§ **Problem requirements**
Please restate word for word the line holding "point_to(query) identifies every instance of the boy in" and every following line through the end of the entries.

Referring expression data
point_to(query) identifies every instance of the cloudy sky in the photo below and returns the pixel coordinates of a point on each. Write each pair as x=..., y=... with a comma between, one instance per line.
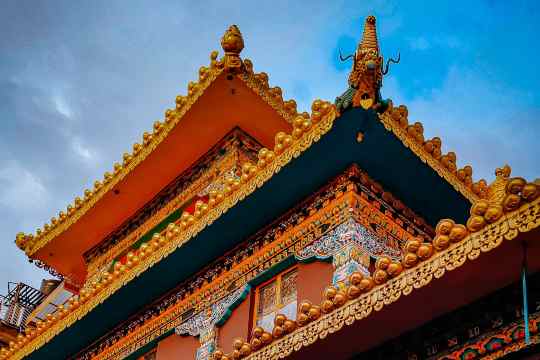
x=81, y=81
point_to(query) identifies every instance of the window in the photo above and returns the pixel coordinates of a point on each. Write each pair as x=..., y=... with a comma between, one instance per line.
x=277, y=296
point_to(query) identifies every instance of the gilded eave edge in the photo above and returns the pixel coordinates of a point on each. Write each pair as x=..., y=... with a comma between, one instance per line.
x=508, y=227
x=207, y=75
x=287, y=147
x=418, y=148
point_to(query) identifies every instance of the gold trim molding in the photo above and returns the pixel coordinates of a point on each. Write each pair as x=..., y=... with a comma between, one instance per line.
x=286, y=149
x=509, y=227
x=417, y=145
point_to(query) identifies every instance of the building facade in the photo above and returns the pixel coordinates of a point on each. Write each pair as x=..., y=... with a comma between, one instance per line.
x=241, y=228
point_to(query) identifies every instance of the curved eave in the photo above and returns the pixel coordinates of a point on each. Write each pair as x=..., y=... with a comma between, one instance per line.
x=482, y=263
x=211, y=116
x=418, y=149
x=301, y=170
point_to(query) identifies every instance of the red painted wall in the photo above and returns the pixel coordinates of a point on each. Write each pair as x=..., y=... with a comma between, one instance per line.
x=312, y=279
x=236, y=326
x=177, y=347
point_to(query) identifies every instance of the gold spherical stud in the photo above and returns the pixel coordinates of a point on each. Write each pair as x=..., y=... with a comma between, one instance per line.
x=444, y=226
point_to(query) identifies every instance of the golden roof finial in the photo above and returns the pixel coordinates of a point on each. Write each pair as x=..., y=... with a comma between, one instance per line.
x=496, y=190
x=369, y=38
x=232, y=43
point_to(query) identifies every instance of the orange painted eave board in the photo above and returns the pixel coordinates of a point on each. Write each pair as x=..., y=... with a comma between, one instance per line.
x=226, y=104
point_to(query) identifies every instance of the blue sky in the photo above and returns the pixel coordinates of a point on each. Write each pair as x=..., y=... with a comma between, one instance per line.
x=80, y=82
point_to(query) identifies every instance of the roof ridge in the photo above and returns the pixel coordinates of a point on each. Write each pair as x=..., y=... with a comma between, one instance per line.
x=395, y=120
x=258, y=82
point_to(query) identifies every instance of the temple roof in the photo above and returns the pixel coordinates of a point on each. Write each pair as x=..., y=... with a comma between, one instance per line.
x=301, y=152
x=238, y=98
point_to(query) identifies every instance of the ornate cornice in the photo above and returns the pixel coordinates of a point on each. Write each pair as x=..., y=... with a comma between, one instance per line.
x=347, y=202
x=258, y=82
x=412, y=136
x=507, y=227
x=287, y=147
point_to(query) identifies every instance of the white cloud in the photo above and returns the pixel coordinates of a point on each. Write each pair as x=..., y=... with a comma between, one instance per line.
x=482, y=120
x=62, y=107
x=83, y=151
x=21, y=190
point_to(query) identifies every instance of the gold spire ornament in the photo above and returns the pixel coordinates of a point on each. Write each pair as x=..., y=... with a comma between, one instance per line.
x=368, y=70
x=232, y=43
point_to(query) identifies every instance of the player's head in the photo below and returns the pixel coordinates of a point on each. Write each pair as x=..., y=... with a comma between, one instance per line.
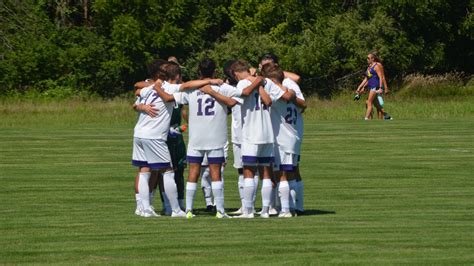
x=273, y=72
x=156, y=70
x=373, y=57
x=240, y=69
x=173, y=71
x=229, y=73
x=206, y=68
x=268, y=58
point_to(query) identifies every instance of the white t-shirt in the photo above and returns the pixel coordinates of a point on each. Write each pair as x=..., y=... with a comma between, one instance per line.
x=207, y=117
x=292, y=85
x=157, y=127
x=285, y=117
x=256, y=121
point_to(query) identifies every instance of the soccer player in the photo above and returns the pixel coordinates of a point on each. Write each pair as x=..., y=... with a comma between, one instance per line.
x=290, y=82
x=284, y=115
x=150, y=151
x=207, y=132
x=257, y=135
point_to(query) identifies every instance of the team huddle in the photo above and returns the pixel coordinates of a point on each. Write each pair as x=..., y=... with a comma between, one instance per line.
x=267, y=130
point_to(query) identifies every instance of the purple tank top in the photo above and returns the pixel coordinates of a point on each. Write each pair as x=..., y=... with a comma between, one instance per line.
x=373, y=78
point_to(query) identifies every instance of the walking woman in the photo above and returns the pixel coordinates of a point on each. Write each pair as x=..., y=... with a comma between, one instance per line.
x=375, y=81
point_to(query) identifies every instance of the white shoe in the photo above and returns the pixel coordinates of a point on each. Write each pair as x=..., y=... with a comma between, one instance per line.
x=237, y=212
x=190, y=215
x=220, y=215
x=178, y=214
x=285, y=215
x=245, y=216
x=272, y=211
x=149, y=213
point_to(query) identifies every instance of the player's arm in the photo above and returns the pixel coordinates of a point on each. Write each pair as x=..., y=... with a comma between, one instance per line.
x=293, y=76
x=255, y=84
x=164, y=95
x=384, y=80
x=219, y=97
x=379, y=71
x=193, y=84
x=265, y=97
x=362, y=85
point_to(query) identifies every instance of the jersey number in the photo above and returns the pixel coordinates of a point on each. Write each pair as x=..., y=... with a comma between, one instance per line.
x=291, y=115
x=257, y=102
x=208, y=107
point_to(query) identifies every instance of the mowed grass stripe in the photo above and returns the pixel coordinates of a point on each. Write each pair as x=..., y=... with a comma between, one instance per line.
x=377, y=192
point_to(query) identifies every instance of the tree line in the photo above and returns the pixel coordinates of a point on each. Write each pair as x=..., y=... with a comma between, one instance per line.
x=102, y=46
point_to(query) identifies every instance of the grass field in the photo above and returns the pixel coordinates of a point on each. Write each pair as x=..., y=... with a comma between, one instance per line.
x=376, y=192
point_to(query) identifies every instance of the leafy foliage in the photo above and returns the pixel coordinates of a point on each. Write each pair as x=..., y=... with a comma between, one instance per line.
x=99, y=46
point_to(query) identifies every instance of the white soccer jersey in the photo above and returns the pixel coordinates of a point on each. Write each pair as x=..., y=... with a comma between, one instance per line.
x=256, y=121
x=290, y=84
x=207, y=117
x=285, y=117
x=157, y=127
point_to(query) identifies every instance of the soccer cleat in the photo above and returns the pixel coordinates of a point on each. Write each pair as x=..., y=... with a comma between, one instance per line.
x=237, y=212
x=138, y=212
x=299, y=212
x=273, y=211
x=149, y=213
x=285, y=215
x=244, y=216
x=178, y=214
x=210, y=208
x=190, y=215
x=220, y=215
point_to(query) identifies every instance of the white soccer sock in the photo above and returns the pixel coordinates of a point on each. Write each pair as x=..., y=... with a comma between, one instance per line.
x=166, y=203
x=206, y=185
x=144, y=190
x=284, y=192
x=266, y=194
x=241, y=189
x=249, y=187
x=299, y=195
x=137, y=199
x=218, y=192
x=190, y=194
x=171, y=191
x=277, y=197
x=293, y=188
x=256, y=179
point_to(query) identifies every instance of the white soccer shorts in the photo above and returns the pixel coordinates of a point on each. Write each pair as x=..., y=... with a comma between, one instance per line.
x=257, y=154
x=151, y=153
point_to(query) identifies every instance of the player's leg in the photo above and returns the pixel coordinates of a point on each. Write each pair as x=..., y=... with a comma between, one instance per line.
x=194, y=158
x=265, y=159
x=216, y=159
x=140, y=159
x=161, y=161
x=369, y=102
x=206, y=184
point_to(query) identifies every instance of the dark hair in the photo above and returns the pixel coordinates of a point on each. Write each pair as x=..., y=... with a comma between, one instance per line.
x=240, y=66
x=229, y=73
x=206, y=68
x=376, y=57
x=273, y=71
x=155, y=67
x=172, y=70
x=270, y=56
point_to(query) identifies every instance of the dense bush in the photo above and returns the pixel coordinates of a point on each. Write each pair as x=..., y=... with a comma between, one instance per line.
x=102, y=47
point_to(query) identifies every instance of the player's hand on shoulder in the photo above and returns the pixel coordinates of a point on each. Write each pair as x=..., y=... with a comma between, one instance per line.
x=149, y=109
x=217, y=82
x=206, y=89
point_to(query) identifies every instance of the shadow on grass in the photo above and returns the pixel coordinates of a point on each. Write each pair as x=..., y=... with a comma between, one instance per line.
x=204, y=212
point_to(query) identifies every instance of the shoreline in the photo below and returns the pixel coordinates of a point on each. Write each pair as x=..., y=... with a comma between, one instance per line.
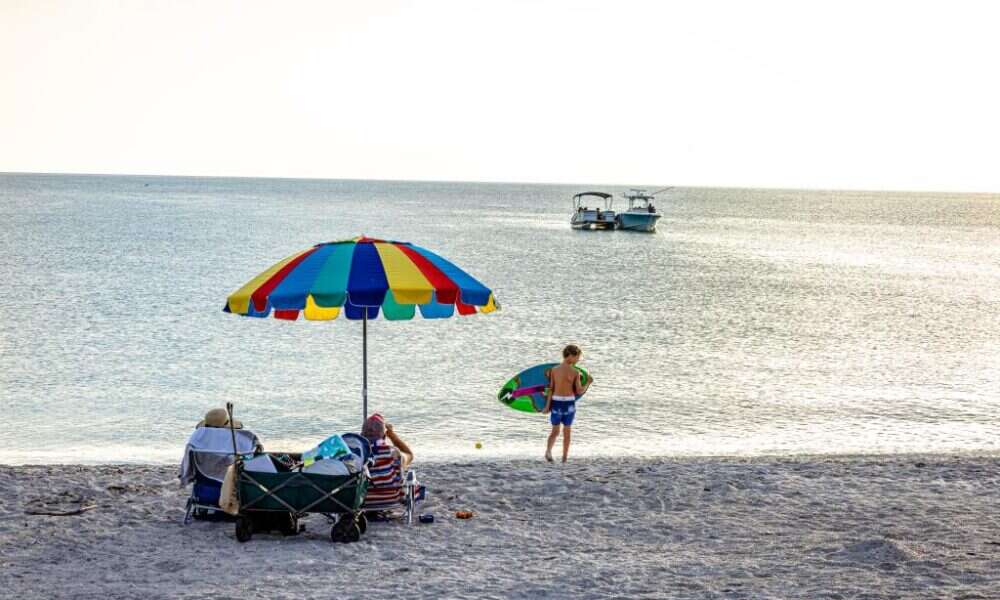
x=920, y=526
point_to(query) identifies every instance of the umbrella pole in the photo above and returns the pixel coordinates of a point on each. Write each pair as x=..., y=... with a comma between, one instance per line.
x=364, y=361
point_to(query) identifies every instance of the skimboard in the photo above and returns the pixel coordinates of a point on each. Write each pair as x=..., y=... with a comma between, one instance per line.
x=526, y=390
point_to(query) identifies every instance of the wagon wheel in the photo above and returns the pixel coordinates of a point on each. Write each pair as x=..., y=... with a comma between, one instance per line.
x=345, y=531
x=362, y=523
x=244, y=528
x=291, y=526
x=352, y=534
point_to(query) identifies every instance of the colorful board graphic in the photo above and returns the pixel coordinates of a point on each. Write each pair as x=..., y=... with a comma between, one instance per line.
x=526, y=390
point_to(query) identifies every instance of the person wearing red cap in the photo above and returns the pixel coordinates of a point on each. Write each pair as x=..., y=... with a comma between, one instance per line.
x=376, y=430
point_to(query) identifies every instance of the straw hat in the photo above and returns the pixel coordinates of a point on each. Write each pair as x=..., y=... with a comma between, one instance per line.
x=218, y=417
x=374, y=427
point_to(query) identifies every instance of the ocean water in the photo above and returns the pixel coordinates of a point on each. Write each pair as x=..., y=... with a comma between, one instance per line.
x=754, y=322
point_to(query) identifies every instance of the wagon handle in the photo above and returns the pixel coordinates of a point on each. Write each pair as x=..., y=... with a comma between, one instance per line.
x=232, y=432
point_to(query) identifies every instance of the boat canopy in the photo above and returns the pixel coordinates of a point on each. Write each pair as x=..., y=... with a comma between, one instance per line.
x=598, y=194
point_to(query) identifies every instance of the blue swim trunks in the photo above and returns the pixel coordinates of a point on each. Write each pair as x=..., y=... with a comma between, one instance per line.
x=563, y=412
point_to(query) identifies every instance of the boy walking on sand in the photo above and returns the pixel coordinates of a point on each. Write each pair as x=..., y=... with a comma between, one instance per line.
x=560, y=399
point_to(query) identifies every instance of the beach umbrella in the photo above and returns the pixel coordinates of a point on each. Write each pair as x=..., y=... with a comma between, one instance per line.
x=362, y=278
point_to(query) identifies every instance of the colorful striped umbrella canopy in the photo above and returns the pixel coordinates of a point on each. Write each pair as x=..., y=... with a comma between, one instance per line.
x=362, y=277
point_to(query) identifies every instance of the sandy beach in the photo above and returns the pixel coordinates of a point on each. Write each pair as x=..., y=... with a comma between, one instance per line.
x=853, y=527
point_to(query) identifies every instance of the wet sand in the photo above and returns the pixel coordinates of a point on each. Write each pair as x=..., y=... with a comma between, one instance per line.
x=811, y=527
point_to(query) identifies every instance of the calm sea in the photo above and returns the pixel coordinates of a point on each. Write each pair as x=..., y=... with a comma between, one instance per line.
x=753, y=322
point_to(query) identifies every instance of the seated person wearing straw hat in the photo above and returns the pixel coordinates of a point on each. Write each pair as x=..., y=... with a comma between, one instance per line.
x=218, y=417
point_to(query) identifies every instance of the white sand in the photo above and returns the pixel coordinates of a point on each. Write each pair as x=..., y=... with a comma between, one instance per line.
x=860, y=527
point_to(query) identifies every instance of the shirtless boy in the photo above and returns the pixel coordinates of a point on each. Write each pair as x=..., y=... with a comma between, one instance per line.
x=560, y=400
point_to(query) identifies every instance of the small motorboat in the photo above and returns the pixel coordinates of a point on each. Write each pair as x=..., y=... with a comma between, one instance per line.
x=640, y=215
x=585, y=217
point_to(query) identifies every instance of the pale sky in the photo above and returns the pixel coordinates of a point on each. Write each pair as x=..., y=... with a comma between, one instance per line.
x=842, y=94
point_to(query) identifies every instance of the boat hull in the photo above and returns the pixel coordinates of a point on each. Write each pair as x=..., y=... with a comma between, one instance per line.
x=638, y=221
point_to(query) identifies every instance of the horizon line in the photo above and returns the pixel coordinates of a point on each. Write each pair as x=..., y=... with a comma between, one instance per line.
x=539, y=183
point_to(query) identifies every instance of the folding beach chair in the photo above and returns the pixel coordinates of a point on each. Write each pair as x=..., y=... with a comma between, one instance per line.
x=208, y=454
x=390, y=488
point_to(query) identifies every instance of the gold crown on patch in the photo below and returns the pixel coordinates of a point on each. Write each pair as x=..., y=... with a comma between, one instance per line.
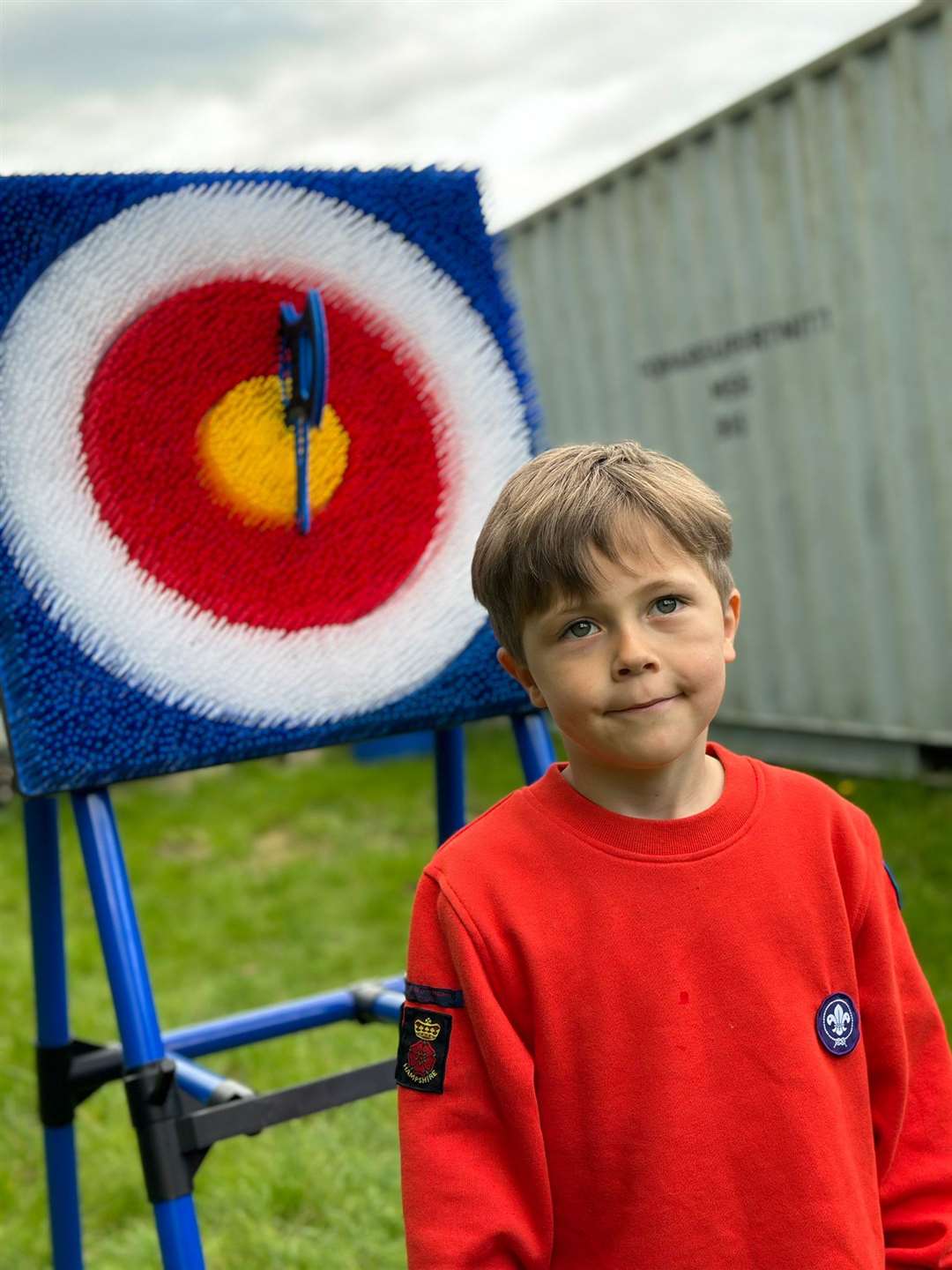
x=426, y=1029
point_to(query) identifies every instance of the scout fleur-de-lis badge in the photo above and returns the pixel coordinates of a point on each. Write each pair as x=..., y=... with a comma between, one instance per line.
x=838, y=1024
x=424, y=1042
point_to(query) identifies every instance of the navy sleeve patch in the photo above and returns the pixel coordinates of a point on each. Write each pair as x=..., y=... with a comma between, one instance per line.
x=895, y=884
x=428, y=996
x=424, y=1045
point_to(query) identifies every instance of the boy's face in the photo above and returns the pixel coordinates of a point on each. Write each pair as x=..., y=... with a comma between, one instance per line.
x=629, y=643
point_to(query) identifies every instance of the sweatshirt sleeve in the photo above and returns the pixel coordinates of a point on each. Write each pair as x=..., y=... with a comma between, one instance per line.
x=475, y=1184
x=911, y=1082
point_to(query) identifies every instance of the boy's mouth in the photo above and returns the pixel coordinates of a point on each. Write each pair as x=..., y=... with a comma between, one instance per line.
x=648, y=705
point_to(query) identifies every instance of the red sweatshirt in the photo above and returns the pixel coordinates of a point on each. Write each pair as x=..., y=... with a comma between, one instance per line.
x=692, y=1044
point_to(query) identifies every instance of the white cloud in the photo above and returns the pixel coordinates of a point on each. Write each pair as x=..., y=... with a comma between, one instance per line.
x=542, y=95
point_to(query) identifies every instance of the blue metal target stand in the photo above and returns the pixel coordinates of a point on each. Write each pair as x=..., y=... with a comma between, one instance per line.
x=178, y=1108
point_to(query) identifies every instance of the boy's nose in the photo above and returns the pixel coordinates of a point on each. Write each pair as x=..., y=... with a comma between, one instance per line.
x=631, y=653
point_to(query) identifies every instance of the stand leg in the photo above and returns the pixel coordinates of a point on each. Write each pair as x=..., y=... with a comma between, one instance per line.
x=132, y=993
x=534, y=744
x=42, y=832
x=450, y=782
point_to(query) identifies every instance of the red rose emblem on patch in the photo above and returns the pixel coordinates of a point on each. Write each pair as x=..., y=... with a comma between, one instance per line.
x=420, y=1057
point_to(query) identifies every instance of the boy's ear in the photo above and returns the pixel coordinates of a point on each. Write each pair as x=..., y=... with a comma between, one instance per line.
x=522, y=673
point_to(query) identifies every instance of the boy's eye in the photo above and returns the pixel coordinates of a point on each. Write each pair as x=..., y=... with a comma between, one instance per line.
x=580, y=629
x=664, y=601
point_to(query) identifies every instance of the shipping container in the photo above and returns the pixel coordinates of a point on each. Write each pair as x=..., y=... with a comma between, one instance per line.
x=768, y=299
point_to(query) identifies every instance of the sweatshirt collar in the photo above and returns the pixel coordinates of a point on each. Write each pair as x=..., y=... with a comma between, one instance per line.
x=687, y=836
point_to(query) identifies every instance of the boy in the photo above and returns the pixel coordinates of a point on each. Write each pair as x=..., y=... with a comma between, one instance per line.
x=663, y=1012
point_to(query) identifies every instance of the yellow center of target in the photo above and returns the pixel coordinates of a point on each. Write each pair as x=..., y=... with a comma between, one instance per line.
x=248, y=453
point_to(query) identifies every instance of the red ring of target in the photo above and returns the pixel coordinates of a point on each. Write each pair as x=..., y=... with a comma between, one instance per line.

§ **Solution for this problem**
point_to(query) identifies every instance of the boy in the photo above and returns the pixel coordinates of a point on each. Write each pair as x=..., y=... with a comma between, one instance per line.
x=663, y=1012
point_to(query) identifies every instance of the yellow center of target in the photo above and returns the pixel coordinates of a point on each. Write each pair as x=..., y=... with a comma between, one instance per line.
x=248, y=453
point_to(query) identifies every instance of the red ring of target in the photo above and returns the pixel coordinates of a point on each. Write each pair as x=..., y=... with a comma between, one instance per line.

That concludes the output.